> _Work item_
Copy out, from the entries below, each line that holds the string "uniform".

> _Information supplied_
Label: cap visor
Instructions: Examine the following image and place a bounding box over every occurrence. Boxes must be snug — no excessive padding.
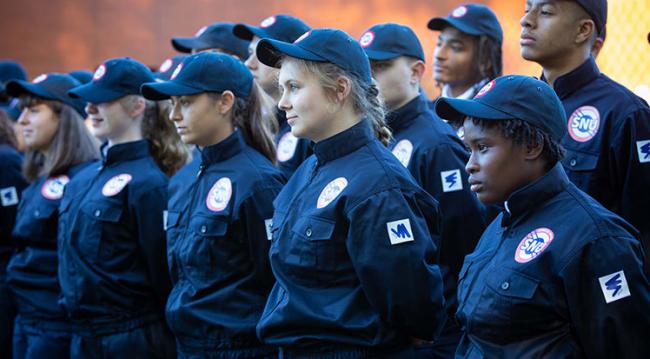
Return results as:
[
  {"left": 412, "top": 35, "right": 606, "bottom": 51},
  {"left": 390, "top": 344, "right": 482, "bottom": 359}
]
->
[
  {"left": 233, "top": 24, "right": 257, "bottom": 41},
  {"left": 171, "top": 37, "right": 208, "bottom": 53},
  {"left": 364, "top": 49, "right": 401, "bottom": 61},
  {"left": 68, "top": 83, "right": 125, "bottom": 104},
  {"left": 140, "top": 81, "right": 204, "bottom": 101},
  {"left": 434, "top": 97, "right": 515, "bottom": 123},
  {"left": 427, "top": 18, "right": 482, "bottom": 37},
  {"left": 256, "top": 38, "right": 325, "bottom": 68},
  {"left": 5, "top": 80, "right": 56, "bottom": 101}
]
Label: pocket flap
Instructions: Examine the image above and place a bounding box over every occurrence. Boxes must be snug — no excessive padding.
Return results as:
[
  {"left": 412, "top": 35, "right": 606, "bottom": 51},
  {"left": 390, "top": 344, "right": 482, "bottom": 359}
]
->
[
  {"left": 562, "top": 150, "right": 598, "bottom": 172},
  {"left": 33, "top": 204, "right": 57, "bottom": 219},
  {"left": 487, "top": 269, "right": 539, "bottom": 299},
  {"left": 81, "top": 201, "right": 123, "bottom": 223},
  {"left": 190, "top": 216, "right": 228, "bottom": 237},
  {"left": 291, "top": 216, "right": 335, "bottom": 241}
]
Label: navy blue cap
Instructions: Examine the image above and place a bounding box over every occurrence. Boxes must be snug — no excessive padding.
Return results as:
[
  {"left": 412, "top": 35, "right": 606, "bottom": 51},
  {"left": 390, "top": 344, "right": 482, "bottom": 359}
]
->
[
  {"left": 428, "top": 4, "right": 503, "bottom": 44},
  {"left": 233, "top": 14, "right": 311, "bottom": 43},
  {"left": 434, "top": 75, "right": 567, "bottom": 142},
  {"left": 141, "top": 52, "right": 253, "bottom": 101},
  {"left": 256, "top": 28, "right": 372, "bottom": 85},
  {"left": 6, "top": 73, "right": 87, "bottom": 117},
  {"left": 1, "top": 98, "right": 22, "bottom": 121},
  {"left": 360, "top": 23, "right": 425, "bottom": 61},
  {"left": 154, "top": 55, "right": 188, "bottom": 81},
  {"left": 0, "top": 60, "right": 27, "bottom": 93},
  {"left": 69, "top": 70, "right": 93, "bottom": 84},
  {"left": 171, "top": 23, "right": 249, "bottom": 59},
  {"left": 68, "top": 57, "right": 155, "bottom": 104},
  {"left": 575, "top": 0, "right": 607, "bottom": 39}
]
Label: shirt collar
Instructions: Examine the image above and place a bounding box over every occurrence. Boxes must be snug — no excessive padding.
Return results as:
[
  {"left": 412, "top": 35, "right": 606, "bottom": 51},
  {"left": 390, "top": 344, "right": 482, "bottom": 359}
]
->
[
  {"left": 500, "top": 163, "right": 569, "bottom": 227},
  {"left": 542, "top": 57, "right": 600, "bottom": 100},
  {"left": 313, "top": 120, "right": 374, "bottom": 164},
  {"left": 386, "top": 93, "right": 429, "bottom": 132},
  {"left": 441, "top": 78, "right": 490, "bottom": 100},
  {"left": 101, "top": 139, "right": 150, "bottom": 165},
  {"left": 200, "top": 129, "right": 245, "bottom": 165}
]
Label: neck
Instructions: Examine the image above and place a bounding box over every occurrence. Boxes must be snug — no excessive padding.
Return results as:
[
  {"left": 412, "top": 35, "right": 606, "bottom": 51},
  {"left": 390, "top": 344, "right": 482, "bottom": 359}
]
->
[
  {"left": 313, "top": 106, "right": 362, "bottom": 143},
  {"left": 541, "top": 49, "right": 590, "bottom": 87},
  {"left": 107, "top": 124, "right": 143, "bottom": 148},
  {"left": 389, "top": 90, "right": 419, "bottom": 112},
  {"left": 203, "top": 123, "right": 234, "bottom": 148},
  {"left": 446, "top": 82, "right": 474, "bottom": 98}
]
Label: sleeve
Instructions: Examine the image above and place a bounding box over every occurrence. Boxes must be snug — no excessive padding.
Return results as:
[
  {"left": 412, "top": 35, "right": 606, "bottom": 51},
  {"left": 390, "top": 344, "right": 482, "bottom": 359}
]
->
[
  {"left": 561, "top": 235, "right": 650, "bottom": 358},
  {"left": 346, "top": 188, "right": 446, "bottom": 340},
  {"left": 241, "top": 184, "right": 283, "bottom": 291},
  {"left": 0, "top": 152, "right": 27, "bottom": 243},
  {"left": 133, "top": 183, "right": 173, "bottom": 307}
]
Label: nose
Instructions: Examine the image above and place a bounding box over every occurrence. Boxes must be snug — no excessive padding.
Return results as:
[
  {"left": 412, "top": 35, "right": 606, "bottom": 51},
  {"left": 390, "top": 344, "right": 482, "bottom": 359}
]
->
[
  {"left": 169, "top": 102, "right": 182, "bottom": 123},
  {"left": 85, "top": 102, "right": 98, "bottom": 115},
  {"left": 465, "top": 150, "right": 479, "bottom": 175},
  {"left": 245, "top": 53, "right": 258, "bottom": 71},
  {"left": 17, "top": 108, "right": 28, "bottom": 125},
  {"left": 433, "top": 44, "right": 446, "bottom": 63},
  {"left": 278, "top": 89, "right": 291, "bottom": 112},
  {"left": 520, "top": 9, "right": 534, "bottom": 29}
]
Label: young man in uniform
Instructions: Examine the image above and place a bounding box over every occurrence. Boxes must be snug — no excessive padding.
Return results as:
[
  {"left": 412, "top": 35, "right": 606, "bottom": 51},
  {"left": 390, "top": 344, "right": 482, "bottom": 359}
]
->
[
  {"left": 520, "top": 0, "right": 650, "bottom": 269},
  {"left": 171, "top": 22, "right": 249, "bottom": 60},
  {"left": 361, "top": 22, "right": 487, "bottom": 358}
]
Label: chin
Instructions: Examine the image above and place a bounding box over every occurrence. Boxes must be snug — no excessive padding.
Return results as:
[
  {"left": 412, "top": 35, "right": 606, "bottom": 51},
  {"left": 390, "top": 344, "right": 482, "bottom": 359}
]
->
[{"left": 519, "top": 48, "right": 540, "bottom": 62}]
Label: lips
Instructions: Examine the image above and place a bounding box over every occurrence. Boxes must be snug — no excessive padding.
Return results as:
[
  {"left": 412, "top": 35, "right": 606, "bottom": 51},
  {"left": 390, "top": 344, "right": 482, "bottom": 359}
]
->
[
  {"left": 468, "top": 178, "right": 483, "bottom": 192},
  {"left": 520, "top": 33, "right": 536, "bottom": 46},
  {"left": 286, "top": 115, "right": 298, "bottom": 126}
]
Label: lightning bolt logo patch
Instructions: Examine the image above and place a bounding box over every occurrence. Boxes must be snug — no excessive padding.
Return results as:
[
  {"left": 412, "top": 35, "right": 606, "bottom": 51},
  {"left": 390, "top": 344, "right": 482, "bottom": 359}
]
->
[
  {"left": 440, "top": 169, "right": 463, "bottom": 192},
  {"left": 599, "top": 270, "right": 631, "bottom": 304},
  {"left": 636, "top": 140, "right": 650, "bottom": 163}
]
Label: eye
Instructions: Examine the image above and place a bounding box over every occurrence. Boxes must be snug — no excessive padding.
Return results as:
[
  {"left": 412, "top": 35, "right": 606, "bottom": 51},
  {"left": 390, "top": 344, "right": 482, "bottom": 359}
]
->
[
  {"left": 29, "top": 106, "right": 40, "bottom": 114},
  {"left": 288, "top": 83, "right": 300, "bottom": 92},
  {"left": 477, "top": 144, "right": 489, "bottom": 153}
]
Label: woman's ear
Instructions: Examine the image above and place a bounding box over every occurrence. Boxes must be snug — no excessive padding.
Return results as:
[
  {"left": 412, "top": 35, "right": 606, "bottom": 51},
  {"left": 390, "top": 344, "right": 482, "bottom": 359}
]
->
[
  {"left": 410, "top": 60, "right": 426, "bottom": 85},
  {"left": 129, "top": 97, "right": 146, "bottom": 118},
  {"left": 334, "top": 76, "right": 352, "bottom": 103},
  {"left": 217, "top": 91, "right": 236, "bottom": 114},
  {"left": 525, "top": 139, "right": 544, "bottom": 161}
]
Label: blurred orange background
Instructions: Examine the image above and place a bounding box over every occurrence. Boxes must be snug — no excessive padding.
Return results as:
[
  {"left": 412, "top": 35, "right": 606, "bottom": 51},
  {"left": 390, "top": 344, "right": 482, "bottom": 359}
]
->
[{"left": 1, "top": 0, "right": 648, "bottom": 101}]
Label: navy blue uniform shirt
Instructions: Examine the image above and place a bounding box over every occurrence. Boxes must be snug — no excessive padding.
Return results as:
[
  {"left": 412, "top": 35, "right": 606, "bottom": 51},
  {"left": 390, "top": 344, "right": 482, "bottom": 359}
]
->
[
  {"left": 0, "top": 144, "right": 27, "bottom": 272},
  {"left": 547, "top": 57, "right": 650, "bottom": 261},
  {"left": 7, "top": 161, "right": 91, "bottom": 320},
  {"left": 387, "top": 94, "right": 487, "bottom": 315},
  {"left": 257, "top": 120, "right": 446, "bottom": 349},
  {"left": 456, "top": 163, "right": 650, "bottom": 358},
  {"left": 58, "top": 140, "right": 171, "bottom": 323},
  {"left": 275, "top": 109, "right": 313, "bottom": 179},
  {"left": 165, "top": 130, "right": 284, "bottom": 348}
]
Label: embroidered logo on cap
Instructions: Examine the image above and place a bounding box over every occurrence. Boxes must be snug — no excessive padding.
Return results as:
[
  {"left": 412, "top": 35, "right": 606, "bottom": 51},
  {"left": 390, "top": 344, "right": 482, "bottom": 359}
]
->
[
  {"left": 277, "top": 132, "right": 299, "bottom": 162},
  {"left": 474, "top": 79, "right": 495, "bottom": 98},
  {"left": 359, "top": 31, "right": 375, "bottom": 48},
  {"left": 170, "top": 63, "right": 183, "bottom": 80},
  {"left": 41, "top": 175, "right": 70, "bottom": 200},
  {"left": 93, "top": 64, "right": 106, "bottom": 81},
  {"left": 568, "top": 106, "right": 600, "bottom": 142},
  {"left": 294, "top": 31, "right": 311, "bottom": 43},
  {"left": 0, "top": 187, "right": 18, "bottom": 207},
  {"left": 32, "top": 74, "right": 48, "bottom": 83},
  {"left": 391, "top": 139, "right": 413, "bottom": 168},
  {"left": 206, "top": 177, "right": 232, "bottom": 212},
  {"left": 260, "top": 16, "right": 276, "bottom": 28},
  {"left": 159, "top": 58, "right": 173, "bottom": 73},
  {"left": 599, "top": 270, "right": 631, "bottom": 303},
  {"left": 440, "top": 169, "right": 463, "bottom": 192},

> _Output for this task_
Label: young man in uniform
Label: navy blue uniform shirt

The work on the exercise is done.